---------- SUPPLIED DATA ----------

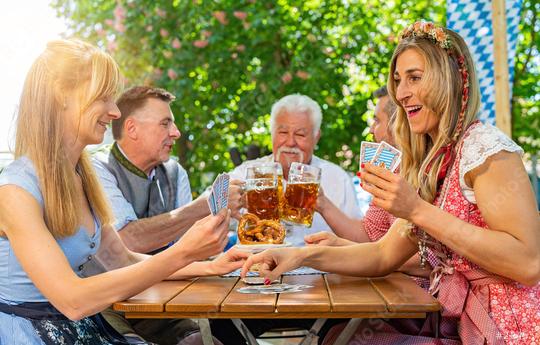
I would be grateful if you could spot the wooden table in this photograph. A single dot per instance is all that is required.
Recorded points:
(332, 296)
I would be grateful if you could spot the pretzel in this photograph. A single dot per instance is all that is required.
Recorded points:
(252, 230)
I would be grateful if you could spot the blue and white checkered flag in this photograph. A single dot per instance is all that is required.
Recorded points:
(472, 20)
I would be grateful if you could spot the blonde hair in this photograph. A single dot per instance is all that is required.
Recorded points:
(65, 66)
(441, 93)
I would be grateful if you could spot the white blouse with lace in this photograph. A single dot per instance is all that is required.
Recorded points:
(482, 141)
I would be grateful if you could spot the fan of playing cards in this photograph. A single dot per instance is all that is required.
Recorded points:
(380, 154)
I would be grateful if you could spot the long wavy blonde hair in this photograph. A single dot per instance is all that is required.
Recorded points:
(441, 92)
(66, 67)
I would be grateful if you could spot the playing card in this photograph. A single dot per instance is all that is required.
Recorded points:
(387, 156)
(256, 280)
(367, 152)
(219, 195)
(274, 288)
(212, 203)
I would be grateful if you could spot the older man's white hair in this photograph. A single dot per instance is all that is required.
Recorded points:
(297, 103)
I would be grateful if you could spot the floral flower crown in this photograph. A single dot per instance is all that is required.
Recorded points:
(438, 36)
(427, 30)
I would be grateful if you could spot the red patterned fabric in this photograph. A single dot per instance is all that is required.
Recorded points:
(377, 222)
(478, 307)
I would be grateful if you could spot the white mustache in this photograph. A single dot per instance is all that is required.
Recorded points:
(293, 150)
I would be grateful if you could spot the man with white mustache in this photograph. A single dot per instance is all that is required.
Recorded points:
(295, 123)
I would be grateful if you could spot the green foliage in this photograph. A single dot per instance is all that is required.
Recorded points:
(526, 90)
(228, 61)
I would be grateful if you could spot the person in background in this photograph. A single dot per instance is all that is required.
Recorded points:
(376, 222)
(295, 125)
(462, 193)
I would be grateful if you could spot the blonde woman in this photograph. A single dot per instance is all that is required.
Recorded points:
(54, 219)
(462, 194)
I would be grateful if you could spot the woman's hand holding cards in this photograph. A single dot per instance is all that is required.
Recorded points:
(390, 191)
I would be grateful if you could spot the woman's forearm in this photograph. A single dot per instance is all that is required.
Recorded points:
(494, 250)
(95, 293)
(343, 226)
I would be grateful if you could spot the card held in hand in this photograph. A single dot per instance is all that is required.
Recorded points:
(387, 156)
(367, 152)
(219, 194)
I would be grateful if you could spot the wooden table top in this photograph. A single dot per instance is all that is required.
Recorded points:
(332, 296)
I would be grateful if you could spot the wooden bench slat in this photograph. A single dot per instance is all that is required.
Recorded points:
(353, 294)
(154, 298)
(310, 300)
(205, 295)
(402, 294)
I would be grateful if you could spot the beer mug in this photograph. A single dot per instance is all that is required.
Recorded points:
(301, 194)
(264, 183)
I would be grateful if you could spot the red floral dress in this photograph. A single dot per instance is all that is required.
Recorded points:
(478, 307)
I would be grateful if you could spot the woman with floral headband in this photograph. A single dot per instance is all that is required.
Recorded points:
(462, 193)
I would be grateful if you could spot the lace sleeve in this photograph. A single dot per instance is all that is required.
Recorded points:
(482, 142)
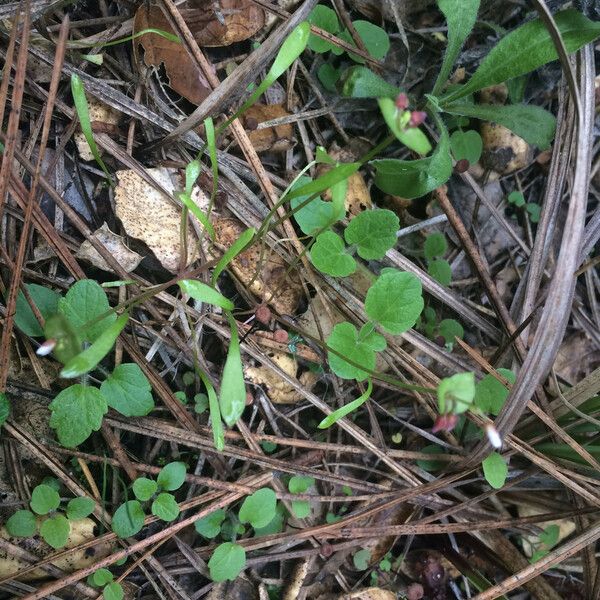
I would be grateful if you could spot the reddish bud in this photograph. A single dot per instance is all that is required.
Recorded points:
(402, 101)
(462, 165)
(263, 314)
(416, 118)
(444, 423)
(281, 336)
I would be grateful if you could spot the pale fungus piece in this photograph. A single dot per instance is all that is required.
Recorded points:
(151, 216)
(82, 531)
(115, 245)
(99, 113)
(265, 274)
(503, 151)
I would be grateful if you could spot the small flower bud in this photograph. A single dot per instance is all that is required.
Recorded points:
(416, 118)
(402, 101)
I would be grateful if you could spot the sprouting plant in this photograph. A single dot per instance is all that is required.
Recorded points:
(111, 589)
(80, 330)
(47, 516)
(128, 519)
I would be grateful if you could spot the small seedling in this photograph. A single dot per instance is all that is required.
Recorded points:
(129, 518)
(46, 516)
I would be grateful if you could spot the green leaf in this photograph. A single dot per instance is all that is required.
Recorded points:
(46, 301)
(324, 18)
(411, 137)
(210, 525)
(375, 39)
(88, 359)
(101, 577)
(326, 181)
(165, 507)
(395, 301)
(549, 537)
(435, 245)
(144, 488)
(449, 329)
(460, 16)
(227, 562)
(172, 476)
(4, 408)
(44, 499)
(336, 415)
(204, 293)
(490, 394)
(466, 145)
(328, 76)
(534, 124)
(301, 508)
(361, 559)
(85, 302)
(113, 591)
(128, 519)
(76, 412)
(316, 214)
(345, 340)
(495, 470)
(128, 391)
(232, 399)
(55, 531)
(414, 178)
(21, 524)
(329, 255)
(440, 270)
(374, 232)
(236, 248)
(298, 484)
(526, 48)
(83, 114)
(258, 509)
(80, 508)
(456, 393)
(361, 82)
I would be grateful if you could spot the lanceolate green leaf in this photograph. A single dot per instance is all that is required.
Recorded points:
(460, 16)
(237, 247)
(336, 415)
(232, 399)
(534, 124)
(89, 358)
(414, 178)
(527, 48)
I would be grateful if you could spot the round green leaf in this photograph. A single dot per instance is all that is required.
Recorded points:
(165, 507)
(144, 488)
(210, 525)
(360, 349)
(55, 531)
(395, 301)
(21, 524)
(102, 577)
(79, 508)
(172, 476)
(329, 255)
(128, 519)
(374, 232)
(435, 246)
(495, 470)
(113, 591)
(128, 391)
(76, 412)
(258, 509)
(44, 499)
(227, 562)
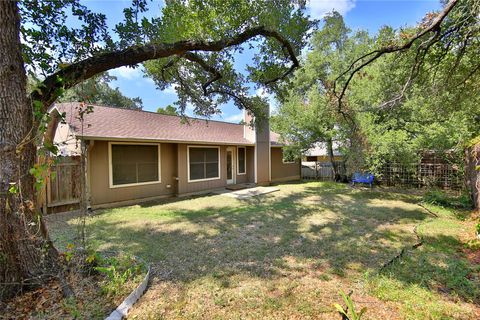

----------

■ WORK TASK ■
Return the listing verbatim, pictures omitted.

■ EXPECTED ANSWER ■
I would be grateful if you could spot the wooden table in this photograph. A single dot per instance is all that is required.
Recorded points:
(332, 296)
I would be grateful if you could spot the pretzel in this photograph. A single dot per instance is all that is required.
Recorded points:
(252, 230)
I would be grateful if you could spot the blue and white checkered flag in this photograph. A single dot per instance is all that is required.
Recorded points:
(472, 20)
I would be grateful if you could spot the blonde hair in this photograph. A single dot per instance is all that is required.
Recorded points:
(65, 66)
(441, 93)
I would be grateful if you could spot the white blouse with lace in this photograph. A single dot per instance is all that is required.
Recorded points:
(482, 141)
I would be grateful if you could spot the fan of playing cards in this photograph. A single dot per instance is all that is required.
Recorded points:
(380, 154)
I would be grateful if you could spot the long wavy blonde hair in this photograph. A single dot per instance is all that is required.
Recorded points:
(441, 92)
(66, 67)
I would be grateful if you could spot the playing card in this photograph. A single dot per instance is all that is required.
Recorded points:
(387, 156)
(256, 280)
(367, 152)
(219, 195)
(274, 288)
(212, 203)
I would be grateful if you could spot the older man's white hair in this photograph. A single dot per instance is all that is required.
Recorded points:
(297, 103)
I would be grateful if you could spot the floral flower crown in this photograph. A single dot per instance is all that is required.
Recorded points:
(438, 36)
(427, 30)
I would be grateful if you could spot the red patterned fabric in this photograph. A single dot per instance is all that is required.
Recorded points:
(377, 222)
(478, 307)
I would be grateful if you could spot the white mustache in this photograph. A single dot per instance is all that is required.
Recorded points:
(293, 150)
I would be grateful if you could spot the man with white mustache in this photograph. A single dot per instance is all that is required.
Recorded points:
(295, 123)
I would be grateful if you could spot the green foliage in this photograph. A single dot per instance is all that is required.
Recorded points:
(526, 90)
(228, 61)
I would be grateful if you could spot the person in background in this photograph. A single dot per instance is all that is required.
Recorded points:
(376, 222)
(295, 125)
(462, 193)
I would be grateful if you could spot the blonde woman in this photograph. A single dot per instance is all that is required.
Recorded points:
(54, 219)
(462, 194)
I would be grateful if you could spot the woman's hand holding cards in this photograph. A single dot per instance is all that is required.
Recorded points:
(390, 191)
I would be grateful if you could spot the woman's forearm in this photograph. A single dot per instance is all that is required.
Recorded points:
(494, 250)
(95, 293)
(343, 226)
I would be grateful if you could spot the card held in hand in this photograph. A single dot per instance is all that is required.
Recorded points:
(387, 156)
(367, 152)
(219, 194)
I would be grateful if you could spot the wooden table top in this photograph. A single dot per instance is all that is required.
Recorded points:
(332, 296)
I would be grateful if you could spot the wooden bench slat in this photograph. A single dot per instance is all that is required.
Recorded points:
(353, 294)
(154, 298)
(310, 300)
(205, 295)
(402, 294)
I would be grateful if you could spot the beer mug in this photograph. A single dot per instance is all that is required.
Recorded points:
(301, 194)
(264, 183)
I would be grateful if you could spot the red floral dress in this photograph. A single dot per instance is all that is required.
Recorded points:
(478, 307)
I would be grateful if you could spot the woman with floral headband in this photograph. A single dot per instance is all that is required.
Recorded points:
(462, 193)
I would be grateful if you could spot the lace sleeve in this photograph. A single dot per instance is all that is required.
Recorded points:
(482, 142)
I would be grateful if you could spot the reddish bud in this photograph. A single dot per instance is all that is required.
Recorded points:
(402, 101)
(462, 165)
(263, 314)
(416, 118)
(444, 423)
(281, 336)
I would be grateful if you could spot the pale fungus piece in this photograph. A single dot per instance is all that is required.
Recorded points:
(151, 216)
(82, 531)
(115, 245)
(99, 113)
(265, 274)
(503, 151)
I would be grateful if you could spot the small flower bud in this photograph. A single dot per instance is all that is required.
Recorded points:
(416, 118)
(402, 101)
I would be grateful if you could spot the sprouting plant in this photograph. A single dot per instance is all that is required.
Recorded points:
(111, 589)
(80, 330)
(47, 516)
(128, 519)
I would be grateful if you could spot the small seedling in this photograph. A single dot per instance is all that is required.
Recorded points:
(129, 518)
(46, 516)
I would be grateful if you could spot the green leaf in this photograph. A single dot per instance is all that is required.
Recorded points:
(46, 301)
(324, 18)
(411, 137)
(210, 525)
(375, 39)
(88, 359)
(101, 577)
(326, 181)
(165, 507)
(395, 301)
(549, 537)
(435, 245)
(144, 488)
(449, 329)
(460, 16)
(227, 562)
(172, 476)
(4, 408)
(44, 499)
(336, 415)
(204, 293)
(490, 394)
(466, 145)
(328, 76)
(534, 124)
(301, 508)
(361, 559)
(85, 302)
(113, 591)
(128, 519)
(76, 412)
(316, 214)
(345, 340)
(495, 470)
(128, 391)
(232, 399)
(55, 531)
(414, 178)
(21, 524)
(329, 255)
(440, 270)
(374, 232)
(236, 248)
(298, 484)
(526, 48)
(83, 114)
(258, 509)
(80, 508)
(456, 393)
(361, 82)
I would be grateful if you could spot the lanceolate green leaf in this photograph. A single dot per instance is all that is required.
Recorded points:
(460, 16)
(237, 247)
(336, 415)
(232, 399)
(534, 124)
(89, 358)
(414, 178)
(527, 48)
I would be grateful if you could spot the round green leaf in this photograph. A single dot per instance is all that is required.
Recorded points:
(165, 507)
(144, 488)
(210, 525)
(360, 349)
(55, 531)
(395, 301)
(21, 524)
(102, 577)
(79, 508)
(172, 476)
(329, 255)
(128, 519)
(374, 232)
(435, 246)
(495, 470)
(113, 591)
(128, 391)
(76, 412)
(258, 509)
(44, 499)
(227, 562)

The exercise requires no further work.